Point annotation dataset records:
====================

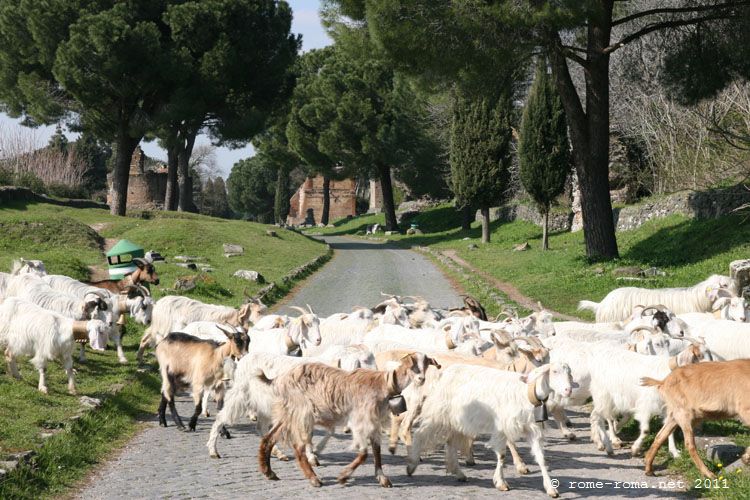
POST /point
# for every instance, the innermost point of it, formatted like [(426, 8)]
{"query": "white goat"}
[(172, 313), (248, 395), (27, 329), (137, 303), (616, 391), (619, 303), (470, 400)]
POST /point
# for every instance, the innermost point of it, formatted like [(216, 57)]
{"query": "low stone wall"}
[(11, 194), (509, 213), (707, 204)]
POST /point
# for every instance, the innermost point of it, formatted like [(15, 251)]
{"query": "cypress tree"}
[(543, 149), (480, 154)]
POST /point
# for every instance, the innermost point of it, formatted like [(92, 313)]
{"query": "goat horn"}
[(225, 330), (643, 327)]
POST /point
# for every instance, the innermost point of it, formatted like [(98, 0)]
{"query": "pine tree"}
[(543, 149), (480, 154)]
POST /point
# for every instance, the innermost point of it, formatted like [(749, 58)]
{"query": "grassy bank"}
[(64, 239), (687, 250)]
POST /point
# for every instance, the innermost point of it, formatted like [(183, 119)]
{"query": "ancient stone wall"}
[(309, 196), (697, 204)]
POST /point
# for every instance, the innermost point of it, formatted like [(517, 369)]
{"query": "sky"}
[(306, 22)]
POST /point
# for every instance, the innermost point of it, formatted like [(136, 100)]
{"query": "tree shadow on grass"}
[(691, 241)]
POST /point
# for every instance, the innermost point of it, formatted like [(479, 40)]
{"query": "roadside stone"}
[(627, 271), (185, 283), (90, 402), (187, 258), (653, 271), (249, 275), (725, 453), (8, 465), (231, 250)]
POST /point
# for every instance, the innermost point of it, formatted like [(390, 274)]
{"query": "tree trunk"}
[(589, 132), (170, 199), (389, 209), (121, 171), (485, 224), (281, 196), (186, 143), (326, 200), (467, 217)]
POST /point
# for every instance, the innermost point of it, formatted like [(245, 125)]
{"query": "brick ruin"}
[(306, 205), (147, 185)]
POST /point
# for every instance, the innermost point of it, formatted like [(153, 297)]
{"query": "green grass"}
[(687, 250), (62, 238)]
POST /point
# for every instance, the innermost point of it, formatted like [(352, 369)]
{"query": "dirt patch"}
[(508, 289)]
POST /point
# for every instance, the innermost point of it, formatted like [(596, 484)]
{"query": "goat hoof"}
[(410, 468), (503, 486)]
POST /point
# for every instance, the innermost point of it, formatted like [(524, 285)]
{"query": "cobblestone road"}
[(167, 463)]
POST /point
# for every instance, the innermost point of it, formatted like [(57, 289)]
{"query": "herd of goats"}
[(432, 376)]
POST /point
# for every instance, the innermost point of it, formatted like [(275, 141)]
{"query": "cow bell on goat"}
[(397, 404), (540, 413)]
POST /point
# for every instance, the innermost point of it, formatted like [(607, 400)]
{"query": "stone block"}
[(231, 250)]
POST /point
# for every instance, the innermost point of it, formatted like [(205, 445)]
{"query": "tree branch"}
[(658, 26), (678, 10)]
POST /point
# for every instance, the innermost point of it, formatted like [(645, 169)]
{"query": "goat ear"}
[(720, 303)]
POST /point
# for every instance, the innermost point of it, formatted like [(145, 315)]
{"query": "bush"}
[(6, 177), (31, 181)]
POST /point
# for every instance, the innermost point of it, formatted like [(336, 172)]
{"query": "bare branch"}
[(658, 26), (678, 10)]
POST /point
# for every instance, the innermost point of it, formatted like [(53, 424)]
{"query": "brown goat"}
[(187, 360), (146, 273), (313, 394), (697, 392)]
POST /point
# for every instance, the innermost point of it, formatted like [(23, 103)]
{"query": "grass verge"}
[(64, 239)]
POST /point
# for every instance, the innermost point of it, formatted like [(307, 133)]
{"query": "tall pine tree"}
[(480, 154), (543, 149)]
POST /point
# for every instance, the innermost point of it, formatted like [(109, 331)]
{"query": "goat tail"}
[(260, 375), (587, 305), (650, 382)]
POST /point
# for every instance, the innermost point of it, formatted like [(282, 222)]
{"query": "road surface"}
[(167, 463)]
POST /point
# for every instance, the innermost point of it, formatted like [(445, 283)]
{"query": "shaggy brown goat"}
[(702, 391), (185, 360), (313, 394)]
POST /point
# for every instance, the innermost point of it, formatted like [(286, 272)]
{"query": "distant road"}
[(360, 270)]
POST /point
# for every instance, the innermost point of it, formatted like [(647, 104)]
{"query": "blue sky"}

====================

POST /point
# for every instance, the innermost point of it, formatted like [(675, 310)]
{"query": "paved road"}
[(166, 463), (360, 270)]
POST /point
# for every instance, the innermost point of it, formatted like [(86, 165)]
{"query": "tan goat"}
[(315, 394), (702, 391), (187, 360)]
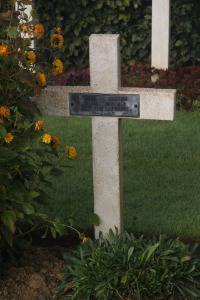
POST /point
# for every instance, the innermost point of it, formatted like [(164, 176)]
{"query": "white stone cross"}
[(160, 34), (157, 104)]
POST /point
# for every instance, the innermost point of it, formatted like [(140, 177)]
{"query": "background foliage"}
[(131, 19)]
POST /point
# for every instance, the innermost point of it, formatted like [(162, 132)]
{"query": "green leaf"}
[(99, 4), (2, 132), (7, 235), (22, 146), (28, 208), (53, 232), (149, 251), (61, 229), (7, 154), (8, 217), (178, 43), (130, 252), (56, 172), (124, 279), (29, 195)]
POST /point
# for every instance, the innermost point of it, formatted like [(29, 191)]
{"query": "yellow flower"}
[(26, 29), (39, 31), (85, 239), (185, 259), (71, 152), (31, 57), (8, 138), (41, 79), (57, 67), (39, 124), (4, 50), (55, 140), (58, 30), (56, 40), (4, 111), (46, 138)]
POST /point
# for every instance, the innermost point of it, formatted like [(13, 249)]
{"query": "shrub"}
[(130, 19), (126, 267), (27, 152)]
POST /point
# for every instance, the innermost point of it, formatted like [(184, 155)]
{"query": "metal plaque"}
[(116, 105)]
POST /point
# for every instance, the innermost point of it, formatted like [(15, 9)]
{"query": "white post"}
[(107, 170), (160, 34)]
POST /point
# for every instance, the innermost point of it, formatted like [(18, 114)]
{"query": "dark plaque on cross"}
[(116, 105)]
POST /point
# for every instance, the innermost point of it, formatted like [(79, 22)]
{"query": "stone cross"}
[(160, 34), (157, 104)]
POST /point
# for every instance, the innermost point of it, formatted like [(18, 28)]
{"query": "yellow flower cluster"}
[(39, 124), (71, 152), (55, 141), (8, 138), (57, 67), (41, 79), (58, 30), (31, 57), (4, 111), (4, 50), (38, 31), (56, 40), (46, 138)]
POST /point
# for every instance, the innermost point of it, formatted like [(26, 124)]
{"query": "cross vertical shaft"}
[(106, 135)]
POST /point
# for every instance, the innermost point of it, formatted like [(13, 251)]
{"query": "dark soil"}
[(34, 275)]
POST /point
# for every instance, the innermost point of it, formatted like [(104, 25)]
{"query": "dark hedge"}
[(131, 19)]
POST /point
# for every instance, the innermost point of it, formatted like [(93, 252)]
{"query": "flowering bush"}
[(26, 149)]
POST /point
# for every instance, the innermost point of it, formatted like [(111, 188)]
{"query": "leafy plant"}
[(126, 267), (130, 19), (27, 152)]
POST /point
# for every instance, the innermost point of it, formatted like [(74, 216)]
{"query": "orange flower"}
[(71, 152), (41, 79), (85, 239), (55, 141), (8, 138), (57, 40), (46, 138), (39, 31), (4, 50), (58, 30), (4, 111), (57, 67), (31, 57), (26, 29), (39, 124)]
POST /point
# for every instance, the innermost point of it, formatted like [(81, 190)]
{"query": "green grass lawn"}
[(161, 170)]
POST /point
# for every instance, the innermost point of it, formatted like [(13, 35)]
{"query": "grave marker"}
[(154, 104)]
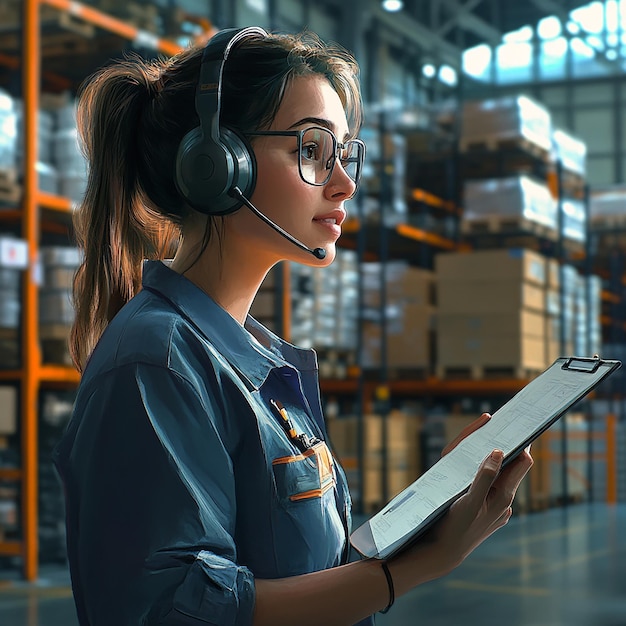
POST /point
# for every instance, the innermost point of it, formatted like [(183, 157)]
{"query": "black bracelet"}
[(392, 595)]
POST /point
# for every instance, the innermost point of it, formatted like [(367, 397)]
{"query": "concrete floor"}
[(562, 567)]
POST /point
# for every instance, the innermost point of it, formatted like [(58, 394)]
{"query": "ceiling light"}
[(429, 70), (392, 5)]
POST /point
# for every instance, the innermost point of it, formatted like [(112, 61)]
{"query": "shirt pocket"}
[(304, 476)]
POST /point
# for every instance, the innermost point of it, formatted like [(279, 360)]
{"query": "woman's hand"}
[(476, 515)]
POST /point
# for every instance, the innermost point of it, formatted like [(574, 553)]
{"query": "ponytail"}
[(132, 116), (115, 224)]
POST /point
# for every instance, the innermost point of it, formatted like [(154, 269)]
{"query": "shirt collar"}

====================

Pull out every line of the records that contains the word "dark", matching case exactly.

{"query": "dark plaque on cross"}
{"query": "dark soil"}
{"query": "dark hedge"}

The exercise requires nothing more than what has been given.